» **TASK STATEMENT**
Filter the data below and copy out each line containing the word "sandal".

» **SUPPLIED INFORMATION**
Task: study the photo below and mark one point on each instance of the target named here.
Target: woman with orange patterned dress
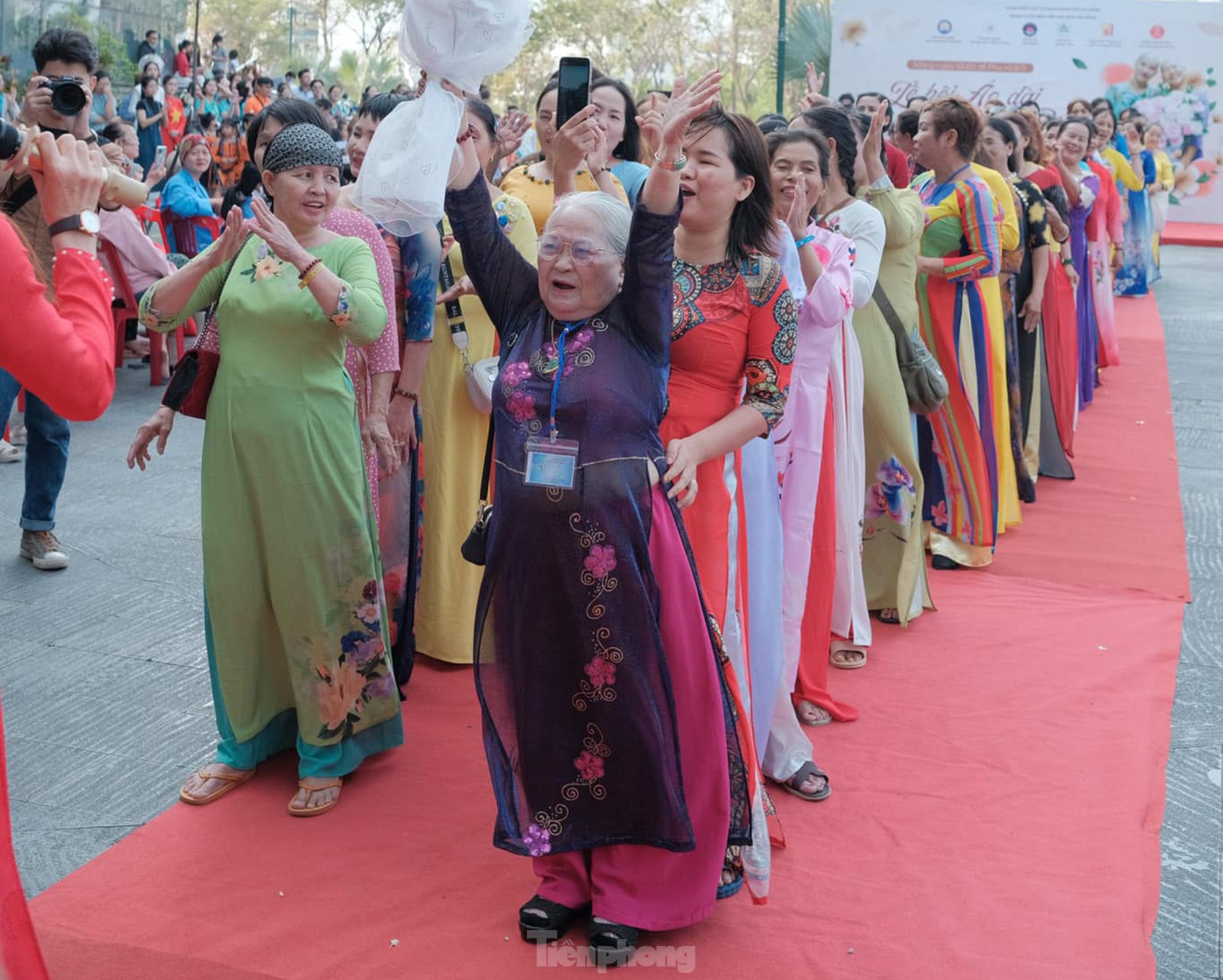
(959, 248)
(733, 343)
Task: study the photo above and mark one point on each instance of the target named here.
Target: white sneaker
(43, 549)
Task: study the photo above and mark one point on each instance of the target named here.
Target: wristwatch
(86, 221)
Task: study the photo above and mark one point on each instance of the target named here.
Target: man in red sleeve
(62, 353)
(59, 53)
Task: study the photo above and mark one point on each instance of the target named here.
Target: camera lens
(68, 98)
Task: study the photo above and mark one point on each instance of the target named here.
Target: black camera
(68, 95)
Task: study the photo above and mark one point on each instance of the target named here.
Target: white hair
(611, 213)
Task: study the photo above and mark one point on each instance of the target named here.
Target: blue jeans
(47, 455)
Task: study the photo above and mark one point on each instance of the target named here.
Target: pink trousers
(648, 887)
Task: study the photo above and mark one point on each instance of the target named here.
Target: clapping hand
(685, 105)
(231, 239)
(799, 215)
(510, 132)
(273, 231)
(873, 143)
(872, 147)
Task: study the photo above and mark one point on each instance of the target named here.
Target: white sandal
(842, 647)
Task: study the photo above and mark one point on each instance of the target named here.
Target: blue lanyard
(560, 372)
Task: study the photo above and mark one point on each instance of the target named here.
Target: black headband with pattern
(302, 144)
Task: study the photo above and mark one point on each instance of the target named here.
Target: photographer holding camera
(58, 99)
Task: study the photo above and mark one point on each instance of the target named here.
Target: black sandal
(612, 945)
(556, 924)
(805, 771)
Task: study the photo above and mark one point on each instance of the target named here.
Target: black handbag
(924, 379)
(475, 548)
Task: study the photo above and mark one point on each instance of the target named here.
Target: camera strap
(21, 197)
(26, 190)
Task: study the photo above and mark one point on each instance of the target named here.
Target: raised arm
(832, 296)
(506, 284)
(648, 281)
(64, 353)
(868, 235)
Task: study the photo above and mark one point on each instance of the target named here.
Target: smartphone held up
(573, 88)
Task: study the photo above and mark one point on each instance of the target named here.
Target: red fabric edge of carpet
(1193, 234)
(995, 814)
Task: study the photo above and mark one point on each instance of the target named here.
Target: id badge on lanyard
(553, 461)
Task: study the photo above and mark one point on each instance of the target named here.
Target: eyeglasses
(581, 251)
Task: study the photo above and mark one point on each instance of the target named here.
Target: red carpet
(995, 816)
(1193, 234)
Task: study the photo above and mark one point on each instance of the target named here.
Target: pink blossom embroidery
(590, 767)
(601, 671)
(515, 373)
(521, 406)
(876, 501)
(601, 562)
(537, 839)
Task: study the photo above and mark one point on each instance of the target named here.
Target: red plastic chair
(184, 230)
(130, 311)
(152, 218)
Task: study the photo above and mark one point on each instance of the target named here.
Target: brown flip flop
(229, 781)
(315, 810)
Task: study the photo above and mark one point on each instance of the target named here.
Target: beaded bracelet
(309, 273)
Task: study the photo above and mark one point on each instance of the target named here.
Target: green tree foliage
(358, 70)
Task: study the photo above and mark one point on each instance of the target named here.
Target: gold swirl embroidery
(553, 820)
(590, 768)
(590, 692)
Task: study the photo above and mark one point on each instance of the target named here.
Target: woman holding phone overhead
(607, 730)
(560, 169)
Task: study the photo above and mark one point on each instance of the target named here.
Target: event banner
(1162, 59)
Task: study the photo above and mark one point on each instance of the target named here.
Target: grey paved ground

» **THE ANSWER**
Target: white sandal
Target: black sandal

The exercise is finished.